Last week Londoners gave Ken the boot and now the new mayor has affordable family homes in his sights

The London mayoral election and its result marked a terrible end to a terrible day for Labour nationally as well as in the capital.

Much was made, during the campaign, of the significance for David Cameron of Boris Johnson taking the mayoralty. It sends out a strong message that the Conservatives are back in business.

What else should we see in the results? Ken was a "love him or loathe him" character and this was reflected in the high turnout. The two main parties’ support generally held up well in the constituencies and the major changes took place among the "list members" with three gains for the Conservatives, two losses for the Lib Dems and the BNP gaining their first seat.

What does all of this mean for the development industry? Well, key is Boris Johnson’s pledge to work with London boroughs in the delivery of affordable housing rather than achieving results by the "imposition" of targets. He was also clear that he saw the need to build more family-sized homes through an amendment to the London Plan.

____

- Written problem 1 -
Transcribe the part of the article on the London mayoral election that begins at the words "What does all" and stops after the words "the London Plan.".
The rows have no connection to the article above them.

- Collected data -
____

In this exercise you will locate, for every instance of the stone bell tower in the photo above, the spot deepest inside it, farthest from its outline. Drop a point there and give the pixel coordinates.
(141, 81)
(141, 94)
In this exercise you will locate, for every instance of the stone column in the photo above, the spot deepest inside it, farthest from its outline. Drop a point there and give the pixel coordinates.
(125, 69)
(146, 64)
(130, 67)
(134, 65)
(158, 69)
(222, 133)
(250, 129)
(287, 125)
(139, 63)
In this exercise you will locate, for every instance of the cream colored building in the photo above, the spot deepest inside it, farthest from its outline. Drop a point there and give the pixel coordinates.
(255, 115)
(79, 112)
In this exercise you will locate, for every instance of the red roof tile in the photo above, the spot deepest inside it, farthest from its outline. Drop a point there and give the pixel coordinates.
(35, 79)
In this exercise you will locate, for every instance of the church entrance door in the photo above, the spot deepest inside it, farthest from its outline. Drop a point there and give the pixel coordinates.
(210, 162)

____

- Written problem 2 -
Format the rows from the line that contains "the red roof" through the end of the rows as a Markdown table with the columns Number and Line, leaving out blank lines.

- Written solution 1 -
What does all of this mean for the development industry? Well, key is Boris Johnson’s pledge to work with London boroughs in the delivery of affordable housing rather than achieving results by the "imposition" of targets. He was also clear that he saw the need to build more family-sized homes through an amendment to the London Plan.

- Written solution 2 -
| Number | Line |
|---|---|
| 1 | In this exercise you will locate, for every instance of the red roof tile in the photo above, the spot deepest inside it, farthest from its outline. Drop a point there and give the pixel coordinates. |
| 2 | (35, 79) |
| 3 | In this exercise you will locate, for every instance of the church entrance door in the photo above, the spot deepest inside it, farthest from its outline. Drop a point there and give the pixel coordinates. |
| 4 | (210, 162) |